# [Texto de origem]
---

“Sempre tive uma grande admiração, e ainda tenho, pela sociedade sueca, pelo ‘welfare’ [state], pela social-democracia de Olaf Palme.”
Começa assim, em tom de resgate da memória perdida, a explicação de Alberto Criscuolo, passaporte italiano, cidadão do mundo, para o como veio a ser o tradutor do roteiro de O sétimo selo, a obra-chave de Ingmar Bergman.
Morando em Natal há quase dez anos, interrompidos aqui e ali por curtas temporadas em Roma, onde ainda mantém um apartamento, Criscuolo começou a aprender sueco trabalhando na fábrica da Alfa Romeo. “Três meses de trabalho duro, mas com um salário muito próximo aos dos dirigentes – o que já demonstra uma profunda justiça social.”
Alguns colegas do jovem operário italiano eram refugiados políticos, alguns da Eritréia, outros do Peru. Talvez tenha começado ali, na fria Escandinávia, junto a outros exilados oriundos de climas quentes, seu fascínio pelo sol. E sua admiração por uma sociedade mais justa e igualitária:
“Era um tratamento de primeira classe concedido a nós trabalhadores que não mais encontrei em nenhum lugar do mundo, seja pelo salário, seja pelo respeito à pessoa humana.”
Em 1988 ganhou uma bolsa de estudos para a Universidade de Estocolmo e ali concluiu o doutorado. Foram oito meses, que ele define como “um período dourado”. Ao lado dos estudos, os esportes invernais e as festas universitárias ajudavam a construir uma atmosfera de alegria constante. Mesmo assim, o italiano reconhece que o sangue latino encontra ainda algumas barreiras no norte do mundo – “fica difícil, para nós, latinos, inserir-se e compartilhar completamente dos hábitos dos suecos.”

---

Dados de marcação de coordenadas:
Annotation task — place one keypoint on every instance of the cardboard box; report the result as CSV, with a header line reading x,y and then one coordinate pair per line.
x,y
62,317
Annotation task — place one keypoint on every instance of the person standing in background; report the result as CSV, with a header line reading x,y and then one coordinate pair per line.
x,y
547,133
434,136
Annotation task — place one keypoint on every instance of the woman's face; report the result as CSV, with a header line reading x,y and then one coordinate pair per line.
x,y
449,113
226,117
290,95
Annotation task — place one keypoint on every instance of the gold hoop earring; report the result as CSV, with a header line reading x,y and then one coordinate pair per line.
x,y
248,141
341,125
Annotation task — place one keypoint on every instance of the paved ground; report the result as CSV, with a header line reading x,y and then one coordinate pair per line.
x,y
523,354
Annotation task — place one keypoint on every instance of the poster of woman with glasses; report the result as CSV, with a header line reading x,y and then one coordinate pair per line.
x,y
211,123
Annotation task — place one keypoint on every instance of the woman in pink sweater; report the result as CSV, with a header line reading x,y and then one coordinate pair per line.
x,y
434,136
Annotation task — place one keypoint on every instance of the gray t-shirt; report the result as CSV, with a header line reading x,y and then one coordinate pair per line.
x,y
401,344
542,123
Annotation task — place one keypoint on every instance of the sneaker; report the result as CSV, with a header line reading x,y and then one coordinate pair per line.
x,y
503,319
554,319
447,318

---

# [O que fazer]
**A.** De acordo com o texto sobre Alberto Criscuolo, em que ano ele ganhou uma bolsa de estudos para a Universidade de Estocolmo?
**B.** Transforme em uma lista JSON de strings as linhas dos registros que começam na linha que contém "the woman in" e seguem até a última linha dos registros, incluindo as duas pontas. Use uma string por linha e deixe de fora as linhas em branco.

# [Respostas esperadas]
**A.** Em 1988.

**B.**
[
  "Annotation task — place one keypoint on every instance of the woman in pink sweater; report the result as CSV, with a header line reading x,y and then one coordinate pair per line.",
  "x,y",
  "434,136",
  "Annotation task — place one keypoint on every instance of the gray t-shirt; report the result as CSV, with a header line reading x,y and then one coordinate pair per line.",
  "x,y",
  "401,344",
  "542,123",
  "Annotation task — place one keypoint on every instance of the sneaker; report the result as CSV, with a header line reading x,y and then one coordinate pair per line.",
  "x,y",
  "503,319",
  "554,319",
  "447,318"
]